## Given problem
Render the lines below as a JSON list of strings, one string per line, skipping blank lines and leaving out the picture.

#####

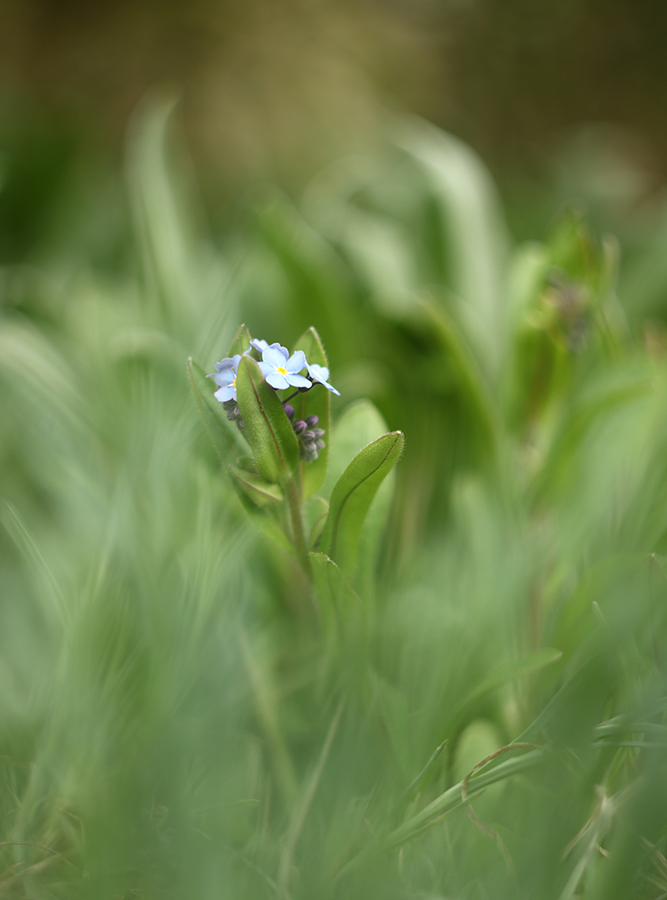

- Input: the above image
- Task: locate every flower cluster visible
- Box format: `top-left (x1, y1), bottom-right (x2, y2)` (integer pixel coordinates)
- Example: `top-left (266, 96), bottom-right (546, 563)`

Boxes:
top-left (207, 339), bottom-right (340, 462)
top-left (207, 340), bottom-right (340, 403)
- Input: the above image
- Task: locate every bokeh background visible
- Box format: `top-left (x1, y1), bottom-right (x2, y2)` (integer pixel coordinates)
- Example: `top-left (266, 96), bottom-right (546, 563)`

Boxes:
top-left (0, 0), bottom-right (667, 900)
top-left (0, 0), bottom-right (667, 260)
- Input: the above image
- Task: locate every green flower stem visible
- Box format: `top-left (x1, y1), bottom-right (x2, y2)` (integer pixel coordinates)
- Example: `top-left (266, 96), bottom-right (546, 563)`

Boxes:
top-left (284, 477), bottom-right (313, 581)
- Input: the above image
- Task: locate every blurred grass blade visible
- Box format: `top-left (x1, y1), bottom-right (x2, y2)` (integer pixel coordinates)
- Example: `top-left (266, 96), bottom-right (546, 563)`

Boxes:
top-left (319, 431), bottom-right (404, 577)
top-left (0, 500), bottom-right (68, 624)
top-left (278, 697), bottom-right (345, 896)
top-left (397, 119), bottom-right (510, 376)
top-left (443, 647), bottom-right (563, 736)
top-left (227, 324), bottom-right (251, 357)
top-left (417, 295), bottom-right (500, 456)
top-left (229, 466), bottom-right (284, 507)
top-left (291, 328), bottom-right (331, 499)
top-left (236, 356), bottom-right (299, 484)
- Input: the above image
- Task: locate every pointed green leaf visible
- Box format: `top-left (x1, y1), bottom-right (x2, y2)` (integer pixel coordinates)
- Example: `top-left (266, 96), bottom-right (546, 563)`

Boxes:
top-left (319, 431), bottom-right (404, 574)
top-left (292, 328), bottom-right (331, 498)
top-left (236, 356), bottom-right (299, 484)
top-left (229, 466), bottom-right (283, 507)
top-left (188, 357), bottom-right (238, 465)
top-left (323, 400), bottom-right (396, 598)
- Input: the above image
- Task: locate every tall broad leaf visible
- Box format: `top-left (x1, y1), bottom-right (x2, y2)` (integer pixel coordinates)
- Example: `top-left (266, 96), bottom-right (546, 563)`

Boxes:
top-left (236, 356), bottom-right (299, 484)
top-left (319, 431), bottom-right (404, 577)
top-left (397, 119), bottom-right (511, 379)
top-left (292, 328), bottom-right (331, 498)
top-left (323, 399), bottom-right (396, 600)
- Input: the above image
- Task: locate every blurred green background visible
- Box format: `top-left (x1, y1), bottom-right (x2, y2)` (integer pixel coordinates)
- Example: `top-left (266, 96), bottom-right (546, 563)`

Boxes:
top-left (0, 0), bottom-right (667, 900)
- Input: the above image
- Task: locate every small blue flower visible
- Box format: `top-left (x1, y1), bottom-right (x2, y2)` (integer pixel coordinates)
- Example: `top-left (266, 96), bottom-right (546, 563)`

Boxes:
top-left (206, 353), bottom-right (245, 403)
top-left (306, 363), bottom-right (340, 397)
top-left (259, 345), bottom-right (310, 391)
top-left (248, 338), bottom-right (289, 359)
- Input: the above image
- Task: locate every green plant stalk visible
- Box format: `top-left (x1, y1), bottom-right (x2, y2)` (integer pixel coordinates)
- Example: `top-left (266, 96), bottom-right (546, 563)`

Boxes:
top-left (284, 477), bottom-right (313, 582)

#####

## Exercise answer
[
  "- Input: the above image",
  "- Task: locate every flower cluster visible",
  "- Box format: `top-left (x1, y1), bottom-right (x2, y2)` (integer pixel coordinates)",
  "- Example: `top-left (266, 96), bottom-right (546, 563)`",
  "Boxes:",
  "top-left (207, 339), bottom-right (340, 462)",
  "top-left (207, 340), bottom-right (340, 403)",
  "- Input: the above image",
  "- Task: locate every bokeh background visible",
  "- Box format: `top-left (x1, y1), bottom-right (x2, y2)` (integer pixel coordinates)",
  "- Example: `top-left (266, 96), bottom-right (546, 563)`",
  "Boxes:",
  "top-left (0, 0), bottom-right (667, 900)",
  "top-left (0, 0), bottom-right (667, 260)",
  "- Input: the above image",
  "- Task: locate every green flower stem visible",
  "- Box format: `top-left (x1, y1), bottom-right (x2, y2)` (integer pixel coordinates)",
  "- Example: `top-left (266, 96), bottom-right (546, 563)`",
  "Boxes:",
  "top-left (284, 477), bottom-right (313, 581)",
  "- Input: the above image",
  "- Task: locate every blurred grass blade visible",
  "- Box format: `top-left (x1, y1), bottom-right (x2, y2)` (integer pixel coordinates)",
  "- Example: `top-left (266, 96), bottom-right (546, 563)`",
  "Boxes:",
  "top-left (319, 431), bottom-right (404, 577)",
  "top-left (0, 500), bottom-right (68, 624)",
  "top-left (278, 697), bottom-right (345, 896)",
  "top-left (397, 119), bottom-right (510, 376)",
  "top-left (443, 647), bottom-right (563, 736)",
  "top-left (227, 324), bottom-right (251, 357)",
  "top-left (417, 295), bottom-right (500, 456)",
  "top-left (229, 466), bottom-right (284, 507)",
  "top-left (291, 328), bottom-right (331, 499)",
  "top-left (236, 356), bottom-right (299, 484)",
  "- Input: the above image",
  "- Task: locate every pointed green leaf visible",
  "- Box format: `top-left (x1, y1), bottom-right (x2, y2)` (integer pixel coordinates)",
  "- Example: `top-left (266, 96), bottom-right (546, 563)`",
  "Boxes:",
  "top-left (319, 431), bottom-right (404, 574)",
  "top-left (292, 328), bottom-right (331, 498)",
  "top-left (236, 356), bottom-right (299, 484)",
  "top-left (229, 466), bottom-right (283, 507)",
  "top-left (188, 357), bottom-right (238, 465)",
  "top-left (323, 400), bottom-right (396, 598)",
  "- Input: the above image",
  "- Task: locate every tall broad leaf visible",
  "- Box format: `top-left (x1, y1), bottom-right (x2, y2)` (integer pixel coordinates)",
  "- Example: `top-left (266, 96), bottom-right (546, 563)`",
  "Boxes:",
  "top-left (236, 356), bottom-right (299, 484)",
  "top-left (319, 431), bottom-right (404, 577)",
  "top-left (397, 119), bottom-right (511, 379)",
  "top-left (292, 328), bottom-right (331, 498)",
  "top-left (323, 399), bottom-right (396, 600)",
  "- Input: the above image",
  "- Task: locate every blurred green background visible",
  "- Box format: `top-left (x1, y1), bottom-right (x2, y2)` (integer pixel coordinates)",
  "- Example: `top-left (266, 96), bottom-right (546, 563)`",
  "Boxes:",
  "top-left (0, 0), bottom-right (667, 900)",
  "- Input: the above image",
  "- Task: locate every small blue flower visible",
  "- Box format: `top-left (x1, y1), bottom-right (x2, y2)` (integer pixel coordinates)",
  "- Example: `top-left (266, 96), bottom-right (546, 563)`",
  "Boxes:",
  "top-left (206, 353), bottom-right (245, 403)",
  "top-left (306, 363), bottom-right (340, 397)",
  "top-left (259, 345), bottom-right (310, 391)",
  "top-left (248, 338), bottom-right (289, 359)",
  "- Input: the above image",
  "- Task: locate every green plant stalk visible",
  "- Box format: `top-left (x1, y1), bottom-right (x2, y2)` (integer pixel coordinates)",
  "- Example: `top-left (266, 96), bottom-right (546, 563)`",
  "Boxes:",
  "top-left (284, 477), bottom-right (313, 582)"
]